▸ **Records to use**
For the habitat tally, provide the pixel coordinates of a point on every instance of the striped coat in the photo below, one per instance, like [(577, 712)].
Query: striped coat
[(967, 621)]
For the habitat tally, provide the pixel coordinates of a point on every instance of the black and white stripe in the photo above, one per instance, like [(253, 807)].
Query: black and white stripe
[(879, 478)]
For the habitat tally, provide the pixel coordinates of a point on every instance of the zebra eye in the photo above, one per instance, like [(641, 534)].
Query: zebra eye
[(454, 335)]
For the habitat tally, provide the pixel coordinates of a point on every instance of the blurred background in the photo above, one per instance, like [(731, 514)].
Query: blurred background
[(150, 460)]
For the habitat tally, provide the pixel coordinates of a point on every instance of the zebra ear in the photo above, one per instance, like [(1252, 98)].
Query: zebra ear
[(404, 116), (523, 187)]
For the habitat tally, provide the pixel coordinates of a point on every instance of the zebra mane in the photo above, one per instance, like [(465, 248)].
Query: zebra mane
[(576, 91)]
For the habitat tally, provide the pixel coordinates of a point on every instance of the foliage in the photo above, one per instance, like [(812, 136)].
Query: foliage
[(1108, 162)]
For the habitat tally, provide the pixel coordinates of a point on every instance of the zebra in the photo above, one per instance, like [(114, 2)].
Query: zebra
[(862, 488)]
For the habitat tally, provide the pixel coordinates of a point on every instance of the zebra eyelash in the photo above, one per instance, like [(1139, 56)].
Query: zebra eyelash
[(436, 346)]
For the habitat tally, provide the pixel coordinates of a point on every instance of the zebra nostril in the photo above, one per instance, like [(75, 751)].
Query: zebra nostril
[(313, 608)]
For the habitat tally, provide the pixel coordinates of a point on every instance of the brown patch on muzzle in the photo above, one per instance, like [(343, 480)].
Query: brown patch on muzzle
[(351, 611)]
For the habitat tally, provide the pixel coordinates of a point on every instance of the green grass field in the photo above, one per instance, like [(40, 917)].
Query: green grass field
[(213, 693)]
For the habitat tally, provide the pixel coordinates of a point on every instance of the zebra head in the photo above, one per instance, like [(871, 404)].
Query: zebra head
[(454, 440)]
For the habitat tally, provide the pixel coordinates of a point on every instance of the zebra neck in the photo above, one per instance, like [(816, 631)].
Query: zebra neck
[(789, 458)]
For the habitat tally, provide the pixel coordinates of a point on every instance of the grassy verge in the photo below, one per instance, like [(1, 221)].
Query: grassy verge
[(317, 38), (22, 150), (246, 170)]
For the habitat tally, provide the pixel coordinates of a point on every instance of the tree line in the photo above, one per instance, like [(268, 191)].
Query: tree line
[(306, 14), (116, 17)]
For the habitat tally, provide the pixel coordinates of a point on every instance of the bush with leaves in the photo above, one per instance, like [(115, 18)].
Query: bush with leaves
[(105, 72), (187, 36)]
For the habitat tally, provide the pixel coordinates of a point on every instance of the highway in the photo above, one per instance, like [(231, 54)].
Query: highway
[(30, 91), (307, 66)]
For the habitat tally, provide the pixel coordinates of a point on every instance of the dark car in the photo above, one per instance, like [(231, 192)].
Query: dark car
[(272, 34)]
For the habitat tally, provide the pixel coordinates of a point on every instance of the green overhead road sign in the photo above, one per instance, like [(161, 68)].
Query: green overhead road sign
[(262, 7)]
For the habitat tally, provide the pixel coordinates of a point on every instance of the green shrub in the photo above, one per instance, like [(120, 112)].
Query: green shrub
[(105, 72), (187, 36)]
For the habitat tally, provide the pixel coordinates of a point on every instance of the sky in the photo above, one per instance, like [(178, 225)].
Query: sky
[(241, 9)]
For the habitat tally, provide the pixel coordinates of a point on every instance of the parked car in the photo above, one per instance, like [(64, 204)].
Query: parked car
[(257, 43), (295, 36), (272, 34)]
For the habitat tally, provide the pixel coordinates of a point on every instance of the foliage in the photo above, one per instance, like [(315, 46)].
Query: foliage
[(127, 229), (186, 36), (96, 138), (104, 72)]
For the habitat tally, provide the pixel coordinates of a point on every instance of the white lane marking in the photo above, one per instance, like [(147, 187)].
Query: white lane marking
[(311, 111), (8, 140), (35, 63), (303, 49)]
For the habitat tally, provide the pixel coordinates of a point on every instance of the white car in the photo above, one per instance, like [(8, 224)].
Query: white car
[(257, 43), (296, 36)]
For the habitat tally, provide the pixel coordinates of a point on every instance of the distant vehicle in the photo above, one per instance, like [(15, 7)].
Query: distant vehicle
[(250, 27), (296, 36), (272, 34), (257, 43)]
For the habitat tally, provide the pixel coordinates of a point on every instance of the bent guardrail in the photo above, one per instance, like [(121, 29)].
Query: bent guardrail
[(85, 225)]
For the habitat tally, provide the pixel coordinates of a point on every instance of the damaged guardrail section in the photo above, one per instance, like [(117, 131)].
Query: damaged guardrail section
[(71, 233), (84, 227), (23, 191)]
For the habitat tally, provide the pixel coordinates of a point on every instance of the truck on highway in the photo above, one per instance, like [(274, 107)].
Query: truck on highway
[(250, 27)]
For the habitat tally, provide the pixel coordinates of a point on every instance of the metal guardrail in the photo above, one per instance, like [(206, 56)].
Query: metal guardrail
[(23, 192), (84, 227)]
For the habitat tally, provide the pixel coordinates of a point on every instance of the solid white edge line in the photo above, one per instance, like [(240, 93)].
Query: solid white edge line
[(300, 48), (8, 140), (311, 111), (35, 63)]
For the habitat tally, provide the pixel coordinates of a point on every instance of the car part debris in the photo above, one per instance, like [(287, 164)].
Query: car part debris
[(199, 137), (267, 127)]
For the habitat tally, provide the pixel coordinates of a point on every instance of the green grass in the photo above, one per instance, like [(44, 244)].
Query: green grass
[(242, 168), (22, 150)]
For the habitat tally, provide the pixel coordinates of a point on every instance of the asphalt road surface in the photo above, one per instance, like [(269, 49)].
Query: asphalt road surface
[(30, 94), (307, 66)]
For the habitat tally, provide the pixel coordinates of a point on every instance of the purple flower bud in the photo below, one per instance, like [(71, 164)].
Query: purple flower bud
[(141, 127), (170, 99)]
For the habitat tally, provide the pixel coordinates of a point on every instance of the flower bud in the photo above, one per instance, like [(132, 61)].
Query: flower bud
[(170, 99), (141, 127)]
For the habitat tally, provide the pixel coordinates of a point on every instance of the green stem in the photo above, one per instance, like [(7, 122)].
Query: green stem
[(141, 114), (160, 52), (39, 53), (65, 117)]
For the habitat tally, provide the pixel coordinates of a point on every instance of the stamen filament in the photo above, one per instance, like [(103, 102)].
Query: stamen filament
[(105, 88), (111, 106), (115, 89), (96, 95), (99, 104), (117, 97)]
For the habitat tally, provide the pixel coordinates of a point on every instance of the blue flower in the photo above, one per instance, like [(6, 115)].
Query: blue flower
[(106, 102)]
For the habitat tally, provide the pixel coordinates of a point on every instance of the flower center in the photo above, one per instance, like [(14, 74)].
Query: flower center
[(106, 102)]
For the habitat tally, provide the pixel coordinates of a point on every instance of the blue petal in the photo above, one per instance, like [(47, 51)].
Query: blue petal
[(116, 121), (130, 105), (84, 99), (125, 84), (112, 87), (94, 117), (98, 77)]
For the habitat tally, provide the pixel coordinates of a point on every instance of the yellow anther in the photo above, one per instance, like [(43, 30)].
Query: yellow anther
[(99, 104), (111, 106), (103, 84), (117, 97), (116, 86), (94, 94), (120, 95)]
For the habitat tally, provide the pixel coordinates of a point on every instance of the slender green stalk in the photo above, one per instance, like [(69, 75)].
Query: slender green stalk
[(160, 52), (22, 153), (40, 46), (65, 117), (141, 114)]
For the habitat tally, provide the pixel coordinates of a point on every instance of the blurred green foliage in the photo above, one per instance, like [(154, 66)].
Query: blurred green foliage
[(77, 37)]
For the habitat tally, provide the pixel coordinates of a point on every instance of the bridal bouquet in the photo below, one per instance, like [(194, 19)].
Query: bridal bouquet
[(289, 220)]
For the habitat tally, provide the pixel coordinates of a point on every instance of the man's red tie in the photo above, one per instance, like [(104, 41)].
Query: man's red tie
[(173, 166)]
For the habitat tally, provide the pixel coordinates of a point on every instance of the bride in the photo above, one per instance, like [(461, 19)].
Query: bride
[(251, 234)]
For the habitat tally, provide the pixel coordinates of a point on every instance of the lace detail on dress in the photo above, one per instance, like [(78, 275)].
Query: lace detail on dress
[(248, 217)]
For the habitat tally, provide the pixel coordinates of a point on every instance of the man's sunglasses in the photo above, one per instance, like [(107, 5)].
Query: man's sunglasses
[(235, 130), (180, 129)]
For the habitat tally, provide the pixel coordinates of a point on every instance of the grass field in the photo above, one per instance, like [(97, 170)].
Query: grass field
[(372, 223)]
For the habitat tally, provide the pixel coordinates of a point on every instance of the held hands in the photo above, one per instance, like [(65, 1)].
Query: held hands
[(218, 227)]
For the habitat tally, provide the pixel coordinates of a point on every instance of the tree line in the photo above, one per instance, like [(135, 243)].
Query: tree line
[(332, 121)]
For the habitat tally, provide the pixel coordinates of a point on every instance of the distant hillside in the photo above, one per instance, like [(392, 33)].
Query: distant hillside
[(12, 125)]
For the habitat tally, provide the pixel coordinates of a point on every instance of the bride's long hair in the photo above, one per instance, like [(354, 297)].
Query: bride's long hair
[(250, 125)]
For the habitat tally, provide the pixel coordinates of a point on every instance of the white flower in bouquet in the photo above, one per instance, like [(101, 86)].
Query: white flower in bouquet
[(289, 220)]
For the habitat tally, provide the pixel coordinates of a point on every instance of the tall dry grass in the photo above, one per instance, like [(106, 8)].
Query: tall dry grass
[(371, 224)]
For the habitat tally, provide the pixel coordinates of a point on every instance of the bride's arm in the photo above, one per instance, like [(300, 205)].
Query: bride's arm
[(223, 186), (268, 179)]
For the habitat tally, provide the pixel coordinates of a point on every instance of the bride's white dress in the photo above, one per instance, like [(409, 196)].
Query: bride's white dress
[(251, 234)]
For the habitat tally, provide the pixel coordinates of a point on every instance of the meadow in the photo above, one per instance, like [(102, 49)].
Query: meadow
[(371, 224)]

▸ **Your objective**
Set down the rows above word for word, from the first line of the rows down to the line containing "[(1108, 162)]", with both ends included.

▸ **Response for this exercise**
For the habitat tally, provide the pixel coordinates of a point on every instance of the striped coat in the photo below, one per instance, like [(577, 712)].
Query: striped coat
[(967, 621)]
For the habitat tally, provide the pixel coordinates of a point on every instance of the black and white stripe in the photo above, one per instance, like [(253, 807)].
Query: black and white stripe
[(879, 478)]
For the habitat tally, provide the pixel coordinates of a point on every instance of the zebra eye in the photo above, one per instance, like [(641, 534)].
Query: zebra eye
[(454, 335)]
For the habitat tally, provide the pixel coordinates of a point on every instance of the blurred background in the photo above, one per instance, like [(731, 514)].
Query: blurred background
[(150, 460)]
For the habitat tally, provide the pixel coordinates of a point on every instance of the zebra ear in the photo above, one per instance, like [(1252, 98)].
Query: zebra ear
[(404, 116), (523, 187)]
For the habitat tally, provide the pixel coordinates of a point on every instance of the zebra mane in the photo above, one per instance, like [(465, 248)].
Query: zebra mane
[(576, 91)]
For the habitat tally, provide the pixel coordinates of a point on every instance of the foliage in the photo above, one per instance, like [(812, 136)].
Query: foliage
[(1108, 162)]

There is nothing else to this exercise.